TEXT SECTION:

By Rev. Graylan Scott Hagler, Senior Minister, Plymouth Congregational United Church of Christ & Director & Chief Visionary, Faith Strategies, LLC
Twenty years ago, planes crashed into the World Trade Centers, the Pentagon, and a field in Pennsylvania. There was disbelief, weeping, and shock as people in the affected areas looked for their loved ones. There was a deep eeriness in the air, and grief and disbelief set in, and then the tone began to shift to revenge and retribution. Chants began to arise like “USA! USA! USA!” Politicians and preachers began to use the phrase “God bless America,” as if America was somehow more deserving of God’s blessings than anywhere else.

ACTIONS TO TAKE:
**a)** Retype the September 11 passage, everything from "By Rev. Graylan" down to "than anywhere else.".
**b)** Answer these questions from the September 11 passage:
(i) Who is named as the author?
(ii) Where did the planes crash?
(iii) What chant began to arise?
Nothing in the data is needed.

ITEMS:
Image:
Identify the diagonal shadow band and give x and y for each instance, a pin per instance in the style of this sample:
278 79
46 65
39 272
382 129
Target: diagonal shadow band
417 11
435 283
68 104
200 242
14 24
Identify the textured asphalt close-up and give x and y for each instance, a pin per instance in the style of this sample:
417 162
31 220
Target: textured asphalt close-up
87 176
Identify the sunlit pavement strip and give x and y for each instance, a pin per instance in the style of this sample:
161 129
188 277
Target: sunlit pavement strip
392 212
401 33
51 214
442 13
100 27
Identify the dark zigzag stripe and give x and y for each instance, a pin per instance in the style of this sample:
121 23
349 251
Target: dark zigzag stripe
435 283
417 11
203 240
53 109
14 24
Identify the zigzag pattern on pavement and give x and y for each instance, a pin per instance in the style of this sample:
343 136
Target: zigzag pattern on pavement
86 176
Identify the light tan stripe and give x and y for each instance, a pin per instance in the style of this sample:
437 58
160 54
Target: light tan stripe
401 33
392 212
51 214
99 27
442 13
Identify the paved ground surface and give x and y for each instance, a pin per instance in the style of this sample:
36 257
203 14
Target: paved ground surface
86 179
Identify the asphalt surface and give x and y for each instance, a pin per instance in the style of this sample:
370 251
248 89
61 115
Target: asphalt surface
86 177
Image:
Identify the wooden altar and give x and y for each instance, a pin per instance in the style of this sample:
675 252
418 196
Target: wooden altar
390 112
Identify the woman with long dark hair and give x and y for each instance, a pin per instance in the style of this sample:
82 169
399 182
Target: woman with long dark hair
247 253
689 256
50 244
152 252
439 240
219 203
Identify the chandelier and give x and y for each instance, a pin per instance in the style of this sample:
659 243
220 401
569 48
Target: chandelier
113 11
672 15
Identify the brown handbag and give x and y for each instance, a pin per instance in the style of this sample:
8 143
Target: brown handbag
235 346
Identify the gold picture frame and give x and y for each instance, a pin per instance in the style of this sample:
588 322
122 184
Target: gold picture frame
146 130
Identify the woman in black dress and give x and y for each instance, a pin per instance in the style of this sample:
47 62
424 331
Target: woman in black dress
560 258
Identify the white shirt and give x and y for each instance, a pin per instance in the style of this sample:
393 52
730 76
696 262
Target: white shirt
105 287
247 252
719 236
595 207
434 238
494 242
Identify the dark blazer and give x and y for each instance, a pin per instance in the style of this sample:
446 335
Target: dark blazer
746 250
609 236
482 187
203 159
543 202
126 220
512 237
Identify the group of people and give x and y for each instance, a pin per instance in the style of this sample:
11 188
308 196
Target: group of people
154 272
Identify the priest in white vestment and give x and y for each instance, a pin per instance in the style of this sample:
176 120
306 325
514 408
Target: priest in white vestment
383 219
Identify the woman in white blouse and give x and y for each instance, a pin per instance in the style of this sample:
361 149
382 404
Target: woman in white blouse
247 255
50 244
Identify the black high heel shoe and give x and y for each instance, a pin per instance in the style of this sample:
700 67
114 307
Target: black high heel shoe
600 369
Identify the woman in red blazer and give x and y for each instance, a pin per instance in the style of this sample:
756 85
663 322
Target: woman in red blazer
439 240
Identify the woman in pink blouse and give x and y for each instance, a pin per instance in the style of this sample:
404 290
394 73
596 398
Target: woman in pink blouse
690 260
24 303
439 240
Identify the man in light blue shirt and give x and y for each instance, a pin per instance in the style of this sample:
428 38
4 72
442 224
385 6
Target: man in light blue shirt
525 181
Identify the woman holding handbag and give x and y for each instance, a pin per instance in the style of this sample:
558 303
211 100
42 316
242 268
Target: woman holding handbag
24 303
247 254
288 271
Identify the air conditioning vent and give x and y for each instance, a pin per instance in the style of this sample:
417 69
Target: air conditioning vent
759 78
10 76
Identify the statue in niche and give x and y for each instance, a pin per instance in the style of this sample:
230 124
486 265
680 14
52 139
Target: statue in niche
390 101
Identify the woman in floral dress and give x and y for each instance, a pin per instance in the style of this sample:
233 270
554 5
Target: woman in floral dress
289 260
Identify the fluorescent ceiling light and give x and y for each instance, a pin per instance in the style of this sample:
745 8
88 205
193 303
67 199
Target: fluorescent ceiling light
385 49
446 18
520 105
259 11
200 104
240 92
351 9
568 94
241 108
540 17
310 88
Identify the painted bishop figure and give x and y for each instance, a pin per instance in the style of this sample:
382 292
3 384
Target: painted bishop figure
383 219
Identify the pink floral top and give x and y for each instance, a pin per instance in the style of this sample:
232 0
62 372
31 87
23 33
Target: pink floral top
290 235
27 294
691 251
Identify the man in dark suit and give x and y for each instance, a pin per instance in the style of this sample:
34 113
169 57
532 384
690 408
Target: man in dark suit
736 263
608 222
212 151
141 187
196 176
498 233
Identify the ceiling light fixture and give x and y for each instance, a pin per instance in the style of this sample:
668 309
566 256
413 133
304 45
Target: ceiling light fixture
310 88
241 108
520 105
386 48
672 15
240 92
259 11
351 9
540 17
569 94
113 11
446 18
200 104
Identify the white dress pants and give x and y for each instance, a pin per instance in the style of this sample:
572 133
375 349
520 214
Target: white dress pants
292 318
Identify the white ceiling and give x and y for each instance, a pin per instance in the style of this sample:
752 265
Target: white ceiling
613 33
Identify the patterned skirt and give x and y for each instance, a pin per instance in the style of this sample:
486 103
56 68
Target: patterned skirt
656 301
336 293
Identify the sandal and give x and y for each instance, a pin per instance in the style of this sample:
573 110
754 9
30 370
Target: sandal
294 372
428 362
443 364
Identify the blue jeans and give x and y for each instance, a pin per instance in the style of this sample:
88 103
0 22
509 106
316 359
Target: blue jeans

RESULTS BY TASK:
**a)**
By Rev. Graylan Scott Hagler, Senior Minister, Plymouth Congregational United Church of Christ & Director & Chief Visionary, Faith Strategies, LLC
Twenty years ago, planes crashed into the World Trade Centers, the Pentagon, and a field in Pennsylvania. There was disbelief, weeping, and shock as people in the affected areas looked for their loved ones. There was a deep eeriness in the air, and grief and disbelief set in, and then the tone began to shift to revenge and retribution. Chants began to arise like “USA! USA! USA!” Politicians and preachers began to use the phrase “God bless America,” as if America was somehow more deserving of God’s blessings than anywhere else.

**b)**
(i) Rev. Graylan Scott Hagler
(ii) Into the World Trade Centers, the Pentagon, and a field in Pennsylvania
(iii) "USA! USA! USA!"